**About this exercise:** Reproduce the portion of the excerpt on chemistry waste below, from "Catalysis is a" up to and including "before the masterpiece.".
Selected excerpt below:
Acids are neutralised and poured down the sink, heavy metals head into their own container, some things need to be handed to your laboratory heroes—the service room experts—to be handled. Widely-used organic solvents are particularly difficult to dispose of.

Chemistry waste

In a stroke of irony, one of the most wasteful chemistries is also one of the most important for sustainability: catalyst design. Dancing in the face of that irony, a group of chemists in Brazil have recently turned a heavy metal-based environmental pollutant into a catalyst that breaks down those tricky toxic solvents.

Catalysis is a tricky beast. It has tendrils in biochemistry and inorganic chemistry, physical chemistry and, of course, organic chemistry. A good catalyst is an aesthetic enigma: they are absurdly complex, nearly grotesque molecules, with lithe mechanisms that twirl and dip and move bits of substrates just so, coaxing energetically exhausting reactions into reality. Catalyst design is a sort of frustrating art. There are lots of failed attempts before the masterpiece.
End of Selected excerpt.
Supplied records below:
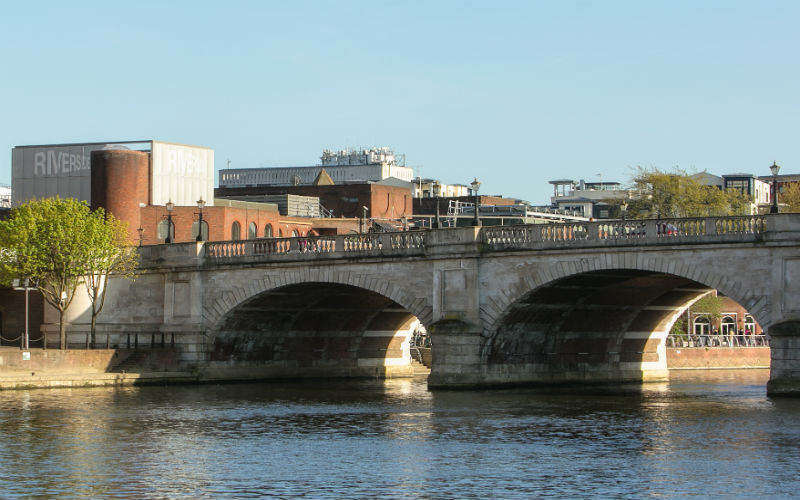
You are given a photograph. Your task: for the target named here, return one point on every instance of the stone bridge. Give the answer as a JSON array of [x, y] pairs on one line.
[[529, 304]]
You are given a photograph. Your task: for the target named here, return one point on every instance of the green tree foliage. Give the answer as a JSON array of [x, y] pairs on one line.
[[57, 243], [109, 254], [677, 194], [789, 198]]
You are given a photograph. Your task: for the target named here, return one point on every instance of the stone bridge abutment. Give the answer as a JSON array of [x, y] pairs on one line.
[[560, 303]]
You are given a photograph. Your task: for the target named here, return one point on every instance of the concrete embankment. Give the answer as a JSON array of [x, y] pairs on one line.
[[40, 368], [129, 367], [709, 358]]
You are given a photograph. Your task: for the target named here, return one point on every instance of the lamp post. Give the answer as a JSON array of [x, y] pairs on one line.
[[475, 185], [24, 285], [774, 168], [200, 204], [362, 225], [170, 207]]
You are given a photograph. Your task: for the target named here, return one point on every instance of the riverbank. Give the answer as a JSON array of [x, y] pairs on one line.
[[48, 369], [34, 380], [717, 358]]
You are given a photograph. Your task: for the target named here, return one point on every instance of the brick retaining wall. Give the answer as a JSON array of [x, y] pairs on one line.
[[717, 357]]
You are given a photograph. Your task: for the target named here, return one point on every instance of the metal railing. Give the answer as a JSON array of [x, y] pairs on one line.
[[661, 231], [348, 243], [691, 341]]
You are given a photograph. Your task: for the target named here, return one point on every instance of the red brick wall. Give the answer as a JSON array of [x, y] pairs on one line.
[[718, 357], [120, 182], [220, 223], [345, 200]]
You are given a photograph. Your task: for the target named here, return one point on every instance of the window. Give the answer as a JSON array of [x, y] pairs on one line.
[[162, 231], [728, 326], [702, 325], [205, 231], [749, 324]]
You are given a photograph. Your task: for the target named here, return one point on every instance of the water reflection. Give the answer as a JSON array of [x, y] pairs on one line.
[[702, 434]]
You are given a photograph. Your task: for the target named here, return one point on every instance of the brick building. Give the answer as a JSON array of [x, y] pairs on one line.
[[384, 200]]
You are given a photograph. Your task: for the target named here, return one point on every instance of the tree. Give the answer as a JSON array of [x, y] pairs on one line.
[[677, 194], [109, 254], [56, 243], [790, 197]]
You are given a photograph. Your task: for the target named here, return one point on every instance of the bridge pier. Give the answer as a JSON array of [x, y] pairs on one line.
[[456, 356], [784, 377]]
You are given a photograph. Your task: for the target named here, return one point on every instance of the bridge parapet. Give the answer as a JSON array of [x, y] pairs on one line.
[[632, 232], [782, 227], [341, 246]]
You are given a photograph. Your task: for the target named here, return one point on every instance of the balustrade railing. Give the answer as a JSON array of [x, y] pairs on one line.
[[529, 236], [690, 341], [643, 230]]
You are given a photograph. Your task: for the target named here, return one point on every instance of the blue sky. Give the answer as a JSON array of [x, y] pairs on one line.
[[513, 93]]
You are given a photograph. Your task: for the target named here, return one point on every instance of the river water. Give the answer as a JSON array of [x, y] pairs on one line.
[[708, 434]]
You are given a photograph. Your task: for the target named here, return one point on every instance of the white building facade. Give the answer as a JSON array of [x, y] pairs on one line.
[[343, 167]]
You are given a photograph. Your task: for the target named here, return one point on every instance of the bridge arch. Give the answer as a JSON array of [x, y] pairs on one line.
[[595, 320], [311, 323], [241, 291], [533, 277]]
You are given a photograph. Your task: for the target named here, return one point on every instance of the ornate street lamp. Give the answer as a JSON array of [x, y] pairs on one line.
[[170, 207], [200, 204], [774, 168], [475, 185]]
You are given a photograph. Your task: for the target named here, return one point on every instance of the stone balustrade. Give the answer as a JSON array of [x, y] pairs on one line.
[[531, 236]]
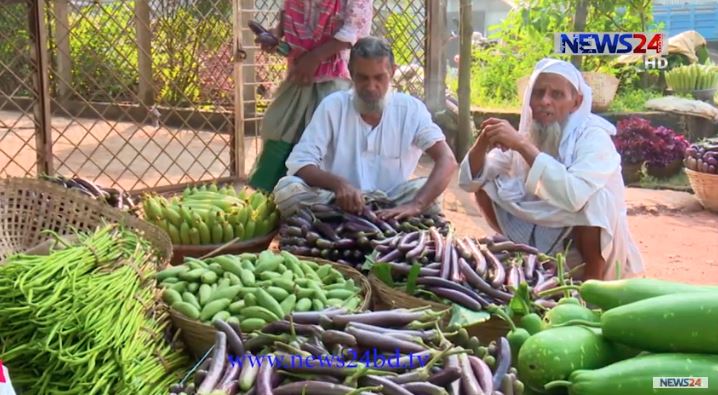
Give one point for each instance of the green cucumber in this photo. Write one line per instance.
(268, 261)
(173, 271)
(685, 323)
(192, 275)
(258, 312)
(303, 304)
(170, 296)
(225, 293)
(266, 300)
(252, 324)
(212, 308)
(209, 277)
(191, 299)
(288, 304)
(205, 292)
(279, 294)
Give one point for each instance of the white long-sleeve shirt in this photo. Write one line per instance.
(589, 192)
(339, 141)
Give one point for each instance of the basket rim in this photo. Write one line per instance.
(163, 248)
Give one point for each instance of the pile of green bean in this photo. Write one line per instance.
(82, 319)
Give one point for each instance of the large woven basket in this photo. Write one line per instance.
(705, 186)
(29, 206)
(390, 298)
(199, 337)
(603, 88)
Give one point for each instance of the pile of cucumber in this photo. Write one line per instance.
(641, 329)
(212, 215)
(251, 290)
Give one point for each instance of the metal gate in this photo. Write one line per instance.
(141, 94)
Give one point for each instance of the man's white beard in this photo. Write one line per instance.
(547, 138)
(365, 107)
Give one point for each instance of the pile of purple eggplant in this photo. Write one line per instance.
(469, 272)
(325, 231)
(383, 352)
(111, 196)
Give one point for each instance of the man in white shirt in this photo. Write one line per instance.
(368, 140)
(558, 179)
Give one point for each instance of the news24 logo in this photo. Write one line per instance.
(588, 43)
(680, 382)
End of Supplied records.
**Answer box:**
Catalysis is a tricky beast. It has tendrils in biochemistry and inorganic chemistry, physical chemistry and, of course, organic chemistry. A good catalyst is an aesthetic enigma: they are absurdly complex, nearly grotesque molecules, with lithe mechanisms that twirl and dip and move bits of substrates just so, coaxing energetically exhausting reactions into reality. Catalyst design is a sort of frustrating art. There are lots of failed attempts before the masterpiece.